What you will do
Throughout the material below, tally the lines containing "railing" and give the total with no accompanying text.

● ● ● ● ●

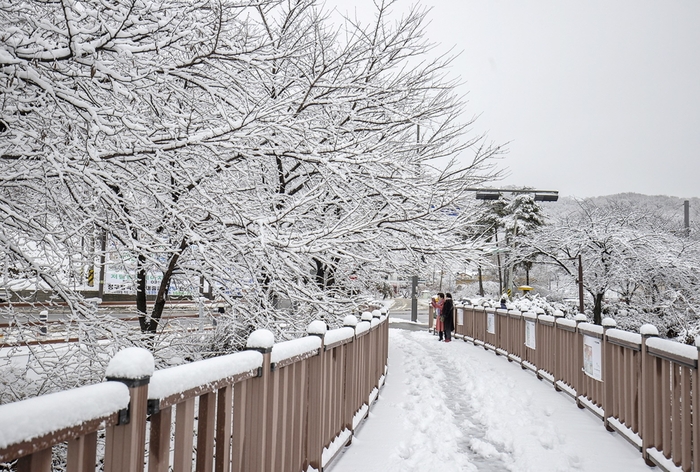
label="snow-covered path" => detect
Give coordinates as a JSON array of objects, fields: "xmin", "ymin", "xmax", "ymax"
[{"xmin": 329, "ymin": 329, "xmax": 652, "ymax": 472}]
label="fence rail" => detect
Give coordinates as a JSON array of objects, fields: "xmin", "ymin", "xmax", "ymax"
[
  {"xmin": 0, "ymin": 311, "xmax": 389, "ymax": 472},
  {"xmin": 434, "ymin": 304, "xmax": 700, "ymax": 472}
]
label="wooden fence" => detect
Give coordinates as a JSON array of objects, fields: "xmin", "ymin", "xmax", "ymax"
[
  {"xmin": 433, "ymin": 304, "xmax": 700, "ymax": 472},
  {"xmin": 0, "ymin": 311, "xmax": 389, "ymax": 472}
]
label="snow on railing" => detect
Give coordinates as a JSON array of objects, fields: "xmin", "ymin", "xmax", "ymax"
[
  {"xmin": 450, "ymin": 305, "xmax": 700, "ymax": 472},
  {"xmin": 0, "ymin": 314, "xmax": 390, "ymax": 472}
]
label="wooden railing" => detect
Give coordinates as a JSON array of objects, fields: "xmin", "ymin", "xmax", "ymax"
[
  {"xmin": 0, "ymin": 311, "xmax": 389, "ymax": 472},
  {"xmin": 437, "ymin": 304, "xmax": 700, "ymax": 472}
]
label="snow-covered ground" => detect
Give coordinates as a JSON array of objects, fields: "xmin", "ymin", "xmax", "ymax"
[{"xmin": 329, "ymin": 329, "xmax": 653, "ymax": 472}]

● ● ● ● ●

Output of the exercise
2